> [INSTRUCTIONS TO FOLLOW]
Format each line of the records below as one string in a JSON list, and skip any blank lines.

> [DATA FOR THE TASK]

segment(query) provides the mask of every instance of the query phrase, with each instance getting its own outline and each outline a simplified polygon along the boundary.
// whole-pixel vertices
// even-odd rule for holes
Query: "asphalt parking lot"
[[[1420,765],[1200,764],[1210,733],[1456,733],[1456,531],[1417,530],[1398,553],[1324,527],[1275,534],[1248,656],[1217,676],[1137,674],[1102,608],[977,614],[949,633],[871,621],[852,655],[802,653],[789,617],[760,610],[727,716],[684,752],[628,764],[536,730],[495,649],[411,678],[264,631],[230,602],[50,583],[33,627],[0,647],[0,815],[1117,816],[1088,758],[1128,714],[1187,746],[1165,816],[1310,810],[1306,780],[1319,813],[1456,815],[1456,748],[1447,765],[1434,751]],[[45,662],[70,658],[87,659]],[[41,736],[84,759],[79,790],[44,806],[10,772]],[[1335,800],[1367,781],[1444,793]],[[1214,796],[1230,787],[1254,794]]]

> [RESULT FOR THIS TASK]
[
  "segment(query) provides the mask of every instance of the query phrase, with each instance getting its own outline and each outline a simplified polygon along the boundary.",
  "// whole-pixel vertices",
  "// even-odd rule for holes",
  "Query: \"asphalt parking lot\"",
  "[[[1420,765],[1200,764],[1210,733],[1456,733],[1456,531],[1417,530],[1398,553],[1324,527],[1275,534],[1248,656],[1217,676],[1137,674],[1102,608],[977,614],[949,633],[871,621],[852,655],[802,653],[789,617],[760,610],[727,716],[684,752],[628,764],[536,730],[495,649],[411,678],[264,631],[230,602],[50,583],[33,627],[0,647],[0,815],[1117,816],[1088,758],[1128,714],[1187,746],[1165,816],[1310,810],[1306,780],[1319,813],[1456,815],[1456,748],[1447,765],[1434,751]],[[45,662],[70,658],[87,659]],[[41,736],[84,759],[79,790],[44,806],[10,772]],[[1335,800],[1367,781],[1444,793]],[[1214,796],[1230,787],[1254,794]]]"
]